» **TEXT EXTRACT**
And so what we are now seeing is that automotive
is our, by the end of this year,
we'll become our biggest operator,
currently running in second place
behind the WEE collection systems.
And, but you know, if you think about
how small a vape battery is, for example,
and then some of the batteries
that we're getting from automotive,
you know, a three quarters of a ton.
So you have to have an awful lot of vapes
to match a getting full batteries in from automotive.
You know, and we've also done a lot of work
on next-gen as well.
And some of the next-gen that we've processed,
we've trialed with the manufacturers,
yeah, they're coming at us with a thousand volts in them.
So, you know, these are serious, serious batteries
that are going to propel four by fours
in the same way as large petrol or diesel turbo
and fossil-fueled vehicles will be propelled.
You know, they're very, very next-gen,
gen four, gen five batteries.
They're incredibly powerful
and the technology to rapidly recharge them
now makes them comparable, in my opinion, with fossil fuels.
But somebody somewhere has got to handle them
if they go wrong.
And that is our role,
is to make sure that those materials
are properly dealt with, end of life,
don't end up in a grey market
where much harm can be done.
And we certify for our clients,
we certify every battery is certified
that it's been end of life as well.
In terms of the, actually, on this briefly,
in terms of the chemistry of the batteries,
if we look at electric vehicles,
the two main ones are the NMC and the LFP,
are you able to deal with both of those
or are you focused just on one in preference to the other?
Yes, we do both.
We've recently submitted papers
for consideration to government.
We have opted to batch process those two chemistry.
So LFP is dealt with differently to the NMC family.
And I say NMC family because it may be a surprise,
but vape batteries are NMC as well.
So despite being a relatively cheap product,
they've actually got the highest grade batteries in.
So we can process those along with automotive
and not get any corrupted back-end material.
LFP is very much a commercial concern.
I mean, it's easy to process.
And we do several thousands of tons of material.
But the slight issue we have is that
when it comes to what is the off-take for those,
there is virtually no value at all of the back-end of LFP.
So if we don't charge a gate fee for the LFP,
we will then have to stop processing.
So we've written to government too,
and it's been well received to say,
look, we need to have a producer responsibility scheme
that brings in a levy for LFP chemistry batteries.
This will help to protect recycling because without it,
you don't have to be a business person to realize
that if you don't get a gate fee at the front end,
no revenue at the front end,
and there's no real benefit and revenue at the back end,
you've still got operating costs in the middle,
you will not be viable and without government support,
the whole system of recycling LFP will be finished.
Then you're into exporting it back to China
where they will government subsidize and recycle
and retain international economic and commercial benefit
from it or your landfill,
which is just completely unacceptable.
So, yes, there are challenges,
thankfully being an island as we are here in the UK
and not wishing to reopen debates on Brexit,
but one of the upsides,
and there are many debates on either side, I accept that,
but one of the upsides is that we're able to look
at European policy in the areas that we have here
and either accept them and mirror them
or we can mirror them and add or mirror them
and subtract from them around how we deal with these materials
and how we keep them on shore here
and dissuade people from actually exporting these minerals,
but we're not mining and that's a critical pathway here,
the UK has virtually no mining of lithium at all
in any quantity and certainly not enough to support
up to six gigafactories,
which would be the ideal in the next 10 years.

» **WHAT YOU WILL DO**
- a) Reproduce the part of the battery recycling excerpt that begins at the words "So despite being" and stops after "to stop processing.".
- b) In the battery recycling excerpt, which chemistry family do vape batteries belong to?
The rows have no role in this work.

Entries drawn from a collection

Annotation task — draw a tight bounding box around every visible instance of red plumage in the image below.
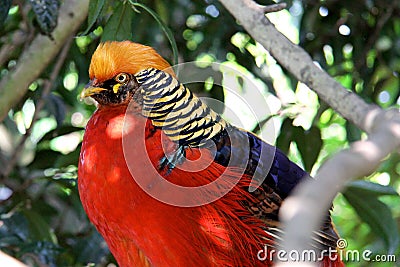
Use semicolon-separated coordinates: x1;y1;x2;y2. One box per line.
78;42;343;267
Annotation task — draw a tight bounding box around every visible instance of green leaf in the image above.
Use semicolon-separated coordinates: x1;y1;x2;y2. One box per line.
82;0;105;35
22;209;57;244
346;121;361;142
29;0;60;38
0;0;12;29
276;118;323;171
346;180;398;197
276;118;298;154
101;2;133;42
28;149;62;169
38;125;83;143
129;0;178;66
343;183;400;254
294;126;323;171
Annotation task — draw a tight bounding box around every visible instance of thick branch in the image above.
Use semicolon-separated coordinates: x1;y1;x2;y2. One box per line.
220;0;400;266
0;0;89;121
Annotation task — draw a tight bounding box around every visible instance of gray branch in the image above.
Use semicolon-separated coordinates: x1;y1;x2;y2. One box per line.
220;0;400;266
0;0;89;122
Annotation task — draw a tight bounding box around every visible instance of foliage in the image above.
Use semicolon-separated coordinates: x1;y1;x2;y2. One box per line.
0;0;400;266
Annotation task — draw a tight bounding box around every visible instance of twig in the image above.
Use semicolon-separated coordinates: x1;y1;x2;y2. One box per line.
260;3;286;13
2;36;73;179
0;251;28;267
0;0;89;122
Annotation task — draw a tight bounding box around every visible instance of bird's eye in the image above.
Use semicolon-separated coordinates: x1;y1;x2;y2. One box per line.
115;73;129;83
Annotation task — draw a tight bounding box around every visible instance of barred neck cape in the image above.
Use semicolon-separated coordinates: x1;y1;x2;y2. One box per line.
78;41;343;267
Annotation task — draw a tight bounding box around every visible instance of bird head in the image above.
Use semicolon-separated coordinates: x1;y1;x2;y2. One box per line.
81;41;174;105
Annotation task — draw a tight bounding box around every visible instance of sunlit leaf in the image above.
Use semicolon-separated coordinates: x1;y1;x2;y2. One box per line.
23;209;57;243
0;0;12;29
82;0;105;35
343;182;400;254
346;180;398;198
346;121;361;142
29;0;60;37
101;2;133;42
294;126;323;171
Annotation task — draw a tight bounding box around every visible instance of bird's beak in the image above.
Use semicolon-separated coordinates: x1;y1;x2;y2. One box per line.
80;81;107;99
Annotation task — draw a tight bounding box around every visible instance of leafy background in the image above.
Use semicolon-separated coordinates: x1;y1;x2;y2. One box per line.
0;0;400;266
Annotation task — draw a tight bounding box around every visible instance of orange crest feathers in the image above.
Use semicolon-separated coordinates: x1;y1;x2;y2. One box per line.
89;41;175;81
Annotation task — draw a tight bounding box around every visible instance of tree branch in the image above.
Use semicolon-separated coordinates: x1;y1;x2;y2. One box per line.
0;0;89;122
220;0;400;266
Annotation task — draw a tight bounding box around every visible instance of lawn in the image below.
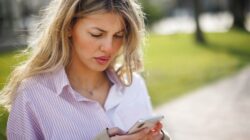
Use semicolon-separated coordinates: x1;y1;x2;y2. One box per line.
0;30;250;139
144;30;250;106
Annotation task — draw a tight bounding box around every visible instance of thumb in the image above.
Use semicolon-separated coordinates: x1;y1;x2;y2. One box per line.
108;127;126;137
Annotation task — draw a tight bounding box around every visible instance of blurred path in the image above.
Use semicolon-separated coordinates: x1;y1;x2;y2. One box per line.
155;67;250;140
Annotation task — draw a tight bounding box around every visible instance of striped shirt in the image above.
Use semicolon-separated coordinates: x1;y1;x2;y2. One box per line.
7;68;152;140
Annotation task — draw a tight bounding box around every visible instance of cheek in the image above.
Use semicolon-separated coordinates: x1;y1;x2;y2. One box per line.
113;40;123;53
73;36;97;54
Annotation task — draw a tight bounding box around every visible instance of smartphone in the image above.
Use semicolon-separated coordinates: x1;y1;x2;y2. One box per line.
127;115;164;134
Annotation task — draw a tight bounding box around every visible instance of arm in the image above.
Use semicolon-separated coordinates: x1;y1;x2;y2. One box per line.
7;93;43;140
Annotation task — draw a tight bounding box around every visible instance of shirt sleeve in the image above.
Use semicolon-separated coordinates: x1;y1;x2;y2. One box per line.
7;93;43;140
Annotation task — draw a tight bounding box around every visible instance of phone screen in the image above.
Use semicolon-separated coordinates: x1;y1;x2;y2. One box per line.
128;116;164;134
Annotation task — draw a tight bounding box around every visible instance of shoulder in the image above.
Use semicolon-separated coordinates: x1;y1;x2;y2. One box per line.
16;73;54;101
128;73;146;90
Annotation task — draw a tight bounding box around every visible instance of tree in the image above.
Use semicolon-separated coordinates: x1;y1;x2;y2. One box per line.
230;0;249;30
193;0;206;44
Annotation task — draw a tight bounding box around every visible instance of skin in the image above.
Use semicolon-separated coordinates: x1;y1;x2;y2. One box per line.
66;13;162;140
66;13;124;106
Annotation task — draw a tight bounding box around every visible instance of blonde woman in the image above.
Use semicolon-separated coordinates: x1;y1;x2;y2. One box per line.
1;0;168;140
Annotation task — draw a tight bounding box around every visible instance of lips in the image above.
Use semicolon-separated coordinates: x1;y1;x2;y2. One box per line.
95;56;110;65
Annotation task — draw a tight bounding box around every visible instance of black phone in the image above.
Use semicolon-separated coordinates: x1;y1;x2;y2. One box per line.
127;115;164;134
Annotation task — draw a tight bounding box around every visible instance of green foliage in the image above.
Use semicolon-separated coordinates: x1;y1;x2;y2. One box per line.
0;30;250;140
145;31;250;106
0;106;9;140
141;0;164;25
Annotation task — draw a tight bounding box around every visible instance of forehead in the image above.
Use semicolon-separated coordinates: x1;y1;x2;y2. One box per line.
78;12;125;31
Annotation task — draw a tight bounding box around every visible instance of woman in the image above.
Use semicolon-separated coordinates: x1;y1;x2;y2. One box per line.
1;0;170;140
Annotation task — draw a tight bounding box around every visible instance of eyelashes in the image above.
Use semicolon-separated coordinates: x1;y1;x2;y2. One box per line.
89;33;124;38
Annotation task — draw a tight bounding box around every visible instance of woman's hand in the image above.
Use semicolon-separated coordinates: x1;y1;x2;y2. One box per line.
108;122;163;140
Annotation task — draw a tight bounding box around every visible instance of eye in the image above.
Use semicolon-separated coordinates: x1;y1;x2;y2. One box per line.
89;33;102;38
114;33;124;38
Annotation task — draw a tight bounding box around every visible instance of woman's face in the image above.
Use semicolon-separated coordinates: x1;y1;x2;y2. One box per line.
70;13;125;71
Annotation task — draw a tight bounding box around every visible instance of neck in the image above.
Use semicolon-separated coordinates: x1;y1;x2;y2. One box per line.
66;62;106;90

» **RESPONSES FOR EACH TASK**
- a)
So despite being a relatively cheap product,
they've actually got the highest grade batteries in.
So we can process those along with automotive
and not get any corrupted back-end material.
LFP is very much a commercial concern.
I mean, it's easy to process.
And we do several thousands of tons of material.
But the slight issue we have is that
when it comes to what is the off-take for those,
there is virtually no value at all of the back-end of LFP.
So if we don't charge a gate fee for the LFP,
we will then have to stop processing.

- b) Vape batteries belong to the NMC family.